WHAT IS NEEDED:
Return each line of the data below that contains the string "chair". Case counts, so only lines with that exact capitalization qualify.

DATASET:

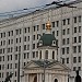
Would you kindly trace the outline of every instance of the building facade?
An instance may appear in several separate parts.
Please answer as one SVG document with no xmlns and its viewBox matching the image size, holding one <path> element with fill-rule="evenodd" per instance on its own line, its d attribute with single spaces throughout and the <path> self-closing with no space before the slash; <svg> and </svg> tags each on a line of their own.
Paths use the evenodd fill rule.
<svg viewBox="0 0 82 82">
<path fill-rule="evenodd" d="M 50 8 L 33 13 L 0 21 L 0 82 L 10 72 L 11 81 L 17 80 L 17 59 L 20 72 L 31 60 L 37 60 L 37 44 L 46 31 L 46 22 L 51 22 L 51 33 L 58 39 L 58 61 L 71 70 L 70 78 L 75 77 L 75 70 L 82 75 L 82 2 L 73 2 L 77 8 Z"/>
</svg>

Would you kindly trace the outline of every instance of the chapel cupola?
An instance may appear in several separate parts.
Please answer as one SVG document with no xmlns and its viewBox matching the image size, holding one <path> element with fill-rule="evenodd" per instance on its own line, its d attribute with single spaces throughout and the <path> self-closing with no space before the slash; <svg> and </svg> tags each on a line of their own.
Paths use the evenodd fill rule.
<svg viewBox="0 0 82 82">
<path fill-rule="evenodd" d="M 57 39 L 51 34 L 51 25 L 48 21 L 46 23 L 46 33 L 43 36 L 40 36 L 38 42 L 38 59 L 57 60 Z"/>
</svg>

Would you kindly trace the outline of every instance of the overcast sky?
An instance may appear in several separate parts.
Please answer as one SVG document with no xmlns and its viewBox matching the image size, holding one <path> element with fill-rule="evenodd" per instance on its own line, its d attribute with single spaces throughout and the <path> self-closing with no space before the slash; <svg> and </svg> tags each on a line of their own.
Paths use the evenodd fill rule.
<svg viewBox="0 0 82 82">
<path fill-rule="evenodd" d="M 0 15 L 1 13 L 4 13 L 4 12 L 22 10 L 25 8 L 28 9 L 28 8 L 34 8 L 38 5 L 40 7 L 47 3 L 51 3 L 52 1 L 58 1 L 58 0 L 0 0 Z"/>
</svg>

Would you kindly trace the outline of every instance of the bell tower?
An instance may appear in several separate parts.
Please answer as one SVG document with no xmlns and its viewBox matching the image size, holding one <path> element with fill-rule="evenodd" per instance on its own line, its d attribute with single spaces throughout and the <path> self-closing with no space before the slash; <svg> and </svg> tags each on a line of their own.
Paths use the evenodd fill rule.
<svg viewBox="0 0 82 82">
<path fill-rule="evenodd" d="M 38 59 L 57 60 L 57 39 L 51 34 L 51 25 L 46 23 L 46 33 L 38 42 Z"/>
</svg>

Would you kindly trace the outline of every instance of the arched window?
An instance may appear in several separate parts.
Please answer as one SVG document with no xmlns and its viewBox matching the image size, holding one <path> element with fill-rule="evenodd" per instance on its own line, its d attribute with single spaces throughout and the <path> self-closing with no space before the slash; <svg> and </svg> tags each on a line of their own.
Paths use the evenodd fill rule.
<svg viewBox="0 0 82 82">
<path fill-rule="evenodd" d="M 55 51 L 52 51 L 52 59 L 55 59 Z"/>
<path fill-rule="evenodd" d="M 55 79 L 55 81 L 54 82 L 58 82 L 58 80 L 57 79 Z"/>
<path fill-rule="evenodd" d="M 45 51 L 45 59 L 48 59 L 48 50 Z"/>
</svg>

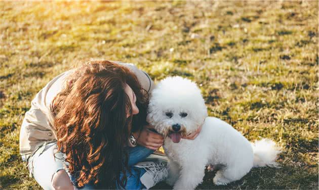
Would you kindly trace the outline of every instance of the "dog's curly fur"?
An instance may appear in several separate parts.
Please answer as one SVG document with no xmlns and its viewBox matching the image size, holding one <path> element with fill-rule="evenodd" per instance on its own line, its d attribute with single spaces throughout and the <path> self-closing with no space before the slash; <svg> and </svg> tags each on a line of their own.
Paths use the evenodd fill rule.
<svg viewBox="0 0 319 190">
<path fill-rule="evenodd" d="M 274 160 L 280 151 L 274 142 L 263 139 L 252 144 L 225 122 L 207 117 L 201 90 L 188 79 L 162 80 L 152 91 L 148 111 L 147 121 L 165 137 L 167 182 L 175 189 L 194 189 L 208 165 L 220 169 L 213 180 L 217 185 L 241 179 L 254 166 L 277 165 Z M 180 138 L 201 125 L 195 139 Z"/>
</svg>

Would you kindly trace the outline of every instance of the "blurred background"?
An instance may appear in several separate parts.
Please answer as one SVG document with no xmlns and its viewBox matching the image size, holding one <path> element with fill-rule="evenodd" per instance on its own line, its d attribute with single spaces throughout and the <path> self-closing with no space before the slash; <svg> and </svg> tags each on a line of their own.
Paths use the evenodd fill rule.
<svg viewBox="0 0 319 190">
<path fill-rule="evenodd" d="M 24 114 L 54 76 L 92 59 L 190 78 L 210 116 L 283 147 L 280 168 L 226 186 L 207 171 L 198 188 L 317 189 L 317 1 L 1 2 L 0 189 L 41 188 L 19 155 Z"/>
</svg>

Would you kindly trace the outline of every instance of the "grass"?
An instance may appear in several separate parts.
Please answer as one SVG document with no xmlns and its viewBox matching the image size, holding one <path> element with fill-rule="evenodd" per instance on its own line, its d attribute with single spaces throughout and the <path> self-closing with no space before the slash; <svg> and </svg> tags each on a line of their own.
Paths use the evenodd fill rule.
<svg viewBox="0 0 319 190">
<path fill-rule="evenodd" d="M 280 168 L 200 189 L 317 189 L 316 1 L 0 2 L 0 189 L 40 189 L 19 154 L 24 114 L 54 76 L 91 58 L 201 86 L 209 115 L 283 148 Z M 155 188 L 168 188 L 161 183 Z"/>
</svg>

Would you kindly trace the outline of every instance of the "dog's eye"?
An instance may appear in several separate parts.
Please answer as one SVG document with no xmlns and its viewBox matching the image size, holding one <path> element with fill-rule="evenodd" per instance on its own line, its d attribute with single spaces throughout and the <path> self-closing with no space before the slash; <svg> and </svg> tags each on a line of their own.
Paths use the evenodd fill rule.
<svg viewBox="0 0 319 190">
<path fill-rule="evenodd" d="M 187 116 L 187 115 L 188 115 L 187 113 L 185 113 L 185 112 L 182 112 L 179 114 L 179 115 L 181 116 L 181 117 L 185 117 L 186 116 Z"/>
<path fill-rule="evenodd" d="M 173 117 L 173 113 L 172 112 L 166 112 L 165 113 L 165 115 L 170 118 L 171 118 Z"/>
</svg>

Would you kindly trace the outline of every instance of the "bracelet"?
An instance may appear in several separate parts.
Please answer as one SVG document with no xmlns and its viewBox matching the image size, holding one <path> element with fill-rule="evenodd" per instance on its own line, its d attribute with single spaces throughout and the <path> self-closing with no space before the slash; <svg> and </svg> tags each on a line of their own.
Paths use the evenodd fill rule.
<svg viewBox="0 0 319 190">
<path fill-rule="evenodd" d="M 129 143 L 130 144 L 130 147 L 136 147 L 137 145 L 137 140 L 132 134 L 131 134 L 130 138 L 129 138 Z"/>
</svg>

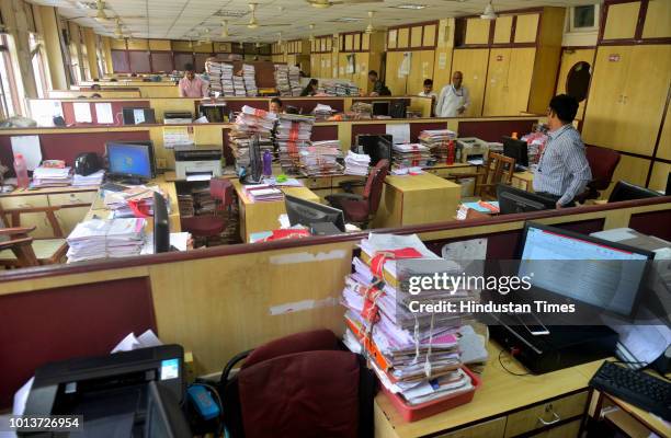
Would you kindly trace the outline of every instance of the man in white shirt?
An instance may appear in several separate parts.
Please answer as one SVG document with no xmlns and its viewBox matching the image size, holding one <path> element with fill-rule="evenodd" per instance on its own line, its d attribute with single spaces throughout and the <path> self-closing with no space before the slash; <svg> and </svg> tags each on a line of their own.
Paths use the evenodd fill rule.
<svg viewBox="0 0 671 438">
<path fill-rule="evenodd" d="M 441 90 L 441 95 L 435 104 L 435 115 L 437 117 L 457 117 L 470 105 L 468 89 L 462 85 L 464 74 L 455 71 L 452 74 L 452 83 Z"/>
</svg>

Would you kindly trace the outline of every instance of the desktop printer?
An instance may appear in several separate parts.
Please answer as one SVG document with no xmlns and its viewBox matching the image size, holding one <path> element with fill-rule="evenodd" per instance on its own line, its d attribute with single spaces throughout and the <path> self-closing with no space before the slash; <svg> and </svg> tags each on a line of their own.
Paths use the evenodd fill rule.
<svg viewBox="0 0 671 438">
<path fill-rule="evenodd" d="M 175 146 L 174 169 L 178 180 L 221 176 L 221 149 L 217 146 Z"/>
</svg>

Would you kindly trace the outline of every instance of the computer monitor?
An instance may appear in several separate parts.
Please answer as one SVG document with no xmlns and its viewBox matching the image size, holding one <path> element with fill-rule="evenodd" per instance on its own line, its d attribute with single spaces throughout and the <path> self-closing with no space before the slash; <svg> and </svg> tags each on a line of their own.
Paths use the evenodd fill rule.
<svg viewBox="0 0 671 438">
<path fill-rule="evenodd" d="M 133 184 L 155 176 L 151 141 L 109 141 L 105 143 L 105 151 L 110 176 L 130 180 Z"/>
<path fill-rule="evenodd" d="M 554 199 L 505 184 L 497 185 L 497 198 L 501 215 L 550 210 L 557 204 Z"/>
<path fill-rule="evenodd" d="M 345 231 L 344 215 L 338 208 L 286 194 L 284 195 L 284 205 L 292 226 L 302 224 L 311 228 L 315 223 L 328 222 L 333 223 L 338 230 Z"/>
<path fill-rule="evenodd" d="M 391 162 L 393 139 L 389 134 L 360 134 L 352 151 L 371 157 L 371 165 L 377 164 L 379 160 Z"/>
<path fill-rule="evenodd" d="M 153 108 L 134 108 L 125 107 L 122 110 L 124 125 L 143 125 L 143 124 L 155 124 L 156 115 Z"/>
<path fill-rule="evenodd" d="M 555 295 L 629 316 L 636 310 L 647 261 L 653 255 L 642 249 L 527 222 L 521 241 L 519 276 L 528 276 L 534 287 Z"/>
<path fill-rule="evenodd" d="M 503 136 L 503 154 L 515 159 L 515 168 L 528 168 L 526 141 Z"/>
<path fill-rule="evenodd" d="M 153 254 L 170 251 L 170 221 L 168 220 L 168 203 L 163 195 L 153 193 Z"/>
<path fill-rule="evenodd" d="M 655 198 L 662 196 L 661 193 L 651 191 L 646 187 L 641 187 L 635 184 L 627 183 L 626 181 L 618 181 L 609 197 L 609 203 L 618 203 L 621 200 L 634 200 Z"/>
</svg>

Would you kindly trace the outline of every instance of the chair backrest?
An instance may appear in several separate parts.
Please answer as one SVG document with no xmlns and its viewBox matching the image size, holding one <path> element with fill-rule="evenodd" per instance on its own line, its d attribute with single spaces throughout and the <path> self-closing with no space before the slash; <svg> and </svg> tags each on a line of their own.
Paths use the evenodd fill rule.
<svg viewBox="0 0 671 438">
<path fill-rule="evenodd" d="M 599 146 L 587 147 L 584 152 L 592 170 L 590 185 L 596 191 L 605 191 L 613 180 L 617 163 L 619 163 L 619 152 Z"/>
<path fill-rule="evenodd" d="M 363 197 L 368 200 L 368 215 L 375 215 L 377 207 L 379 207 L 385 178 L 388 173 L 389 160 L 379 160 L 366 180 Z"/>
</svg>

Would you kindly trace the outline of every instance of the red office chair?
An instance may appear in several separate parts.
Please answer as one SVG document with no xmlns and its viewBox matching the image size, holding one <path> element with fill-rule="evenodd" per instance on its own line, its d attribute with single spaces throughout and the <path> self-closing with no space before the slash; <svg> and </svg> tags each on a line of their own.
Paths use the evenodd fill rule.
<svg viewBox="0 0 671 438">
<path fill-rule="evenodd" d="M 592 170 L 592 181 L 588 183 L 584 192 L 576 196 L 576 200 L 580 204 L 588 199 L 596 199 L 599 192 L 609 188 L 615 168 L 619 163 L 619 152 L 609 148 L 589 146 L 585 148 L 585 155 Z"/>
<path fill-rule="evenodd" d="M 214 238 L 226 229 L 228 218 L 221 212 L 228 212 L 232 205 L 232 184 L 228 180 L 209 180 L 209 195 L 215 201 L 212 215 L 183 217 L 182 230 L 190 232 L 194 238 Z"/>
<path fill-rule="evenodd" d="M 326 199 L 330 205 L 344 212 L 346 222 L 366 228 L 377 212 L 377 207 L 379 207 L 387 173 L 389 173 L 389 160 L 379 160 L 368 174 L 363 195 L 352 193 L 353 187 L 361 184 L 342 182 L 340 186 L 345 193 L 328 195 Z"/>
</svg>

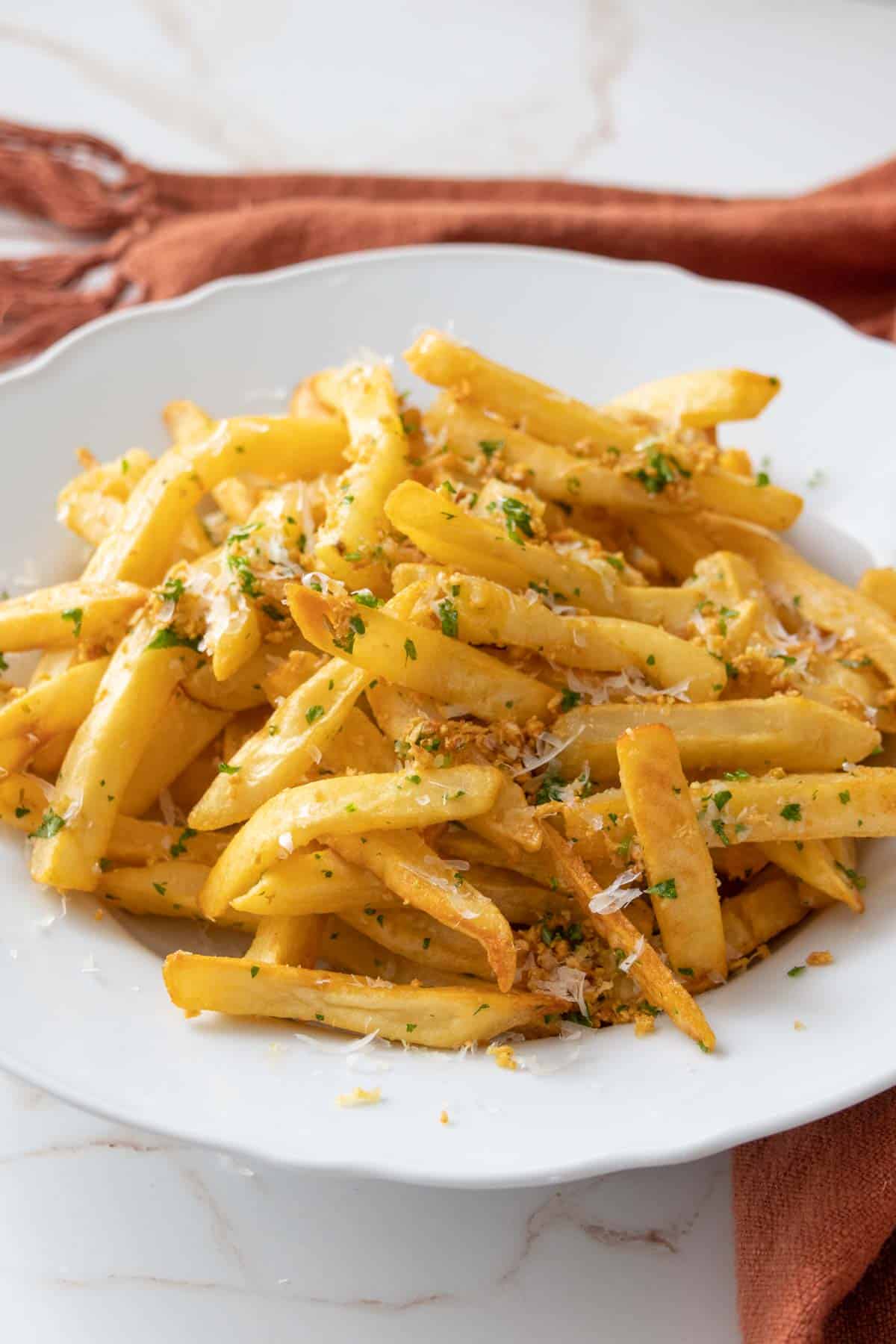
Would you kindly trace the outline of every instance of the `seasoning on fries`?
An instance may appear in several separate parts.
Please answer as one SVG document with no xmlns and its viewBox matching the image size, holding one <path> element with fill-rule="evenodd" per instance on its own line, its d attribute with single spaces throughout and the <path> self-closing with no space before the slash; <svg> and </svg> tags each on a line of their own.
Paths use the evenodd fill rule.
<svg viewBox="0 0 896 1344">
<path fill-rule="evenodd" d="M 81 453 L 83 574 L 0 602 L 40 653 L 0 817 L 38 882 L 243 933 L 167 958 L 188 1016 L 514 1067 L 505 1032 L 665 1013 L 712 1051 L 696 996 L 861 913 L 857 843 L 896 835 L 896 573 L 802 559 L 802 500 L 719 445 L 774 376 L 590 406 L 438 332 L 406 360 L 427 410 L 355 362 Z"/>
</svg>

RESPONSE FOR THIS EXERCISE:
Would you kindly trace the outline of every instance of the chair backrest?
Would you kindly trace the outline of every instance of the red office chair?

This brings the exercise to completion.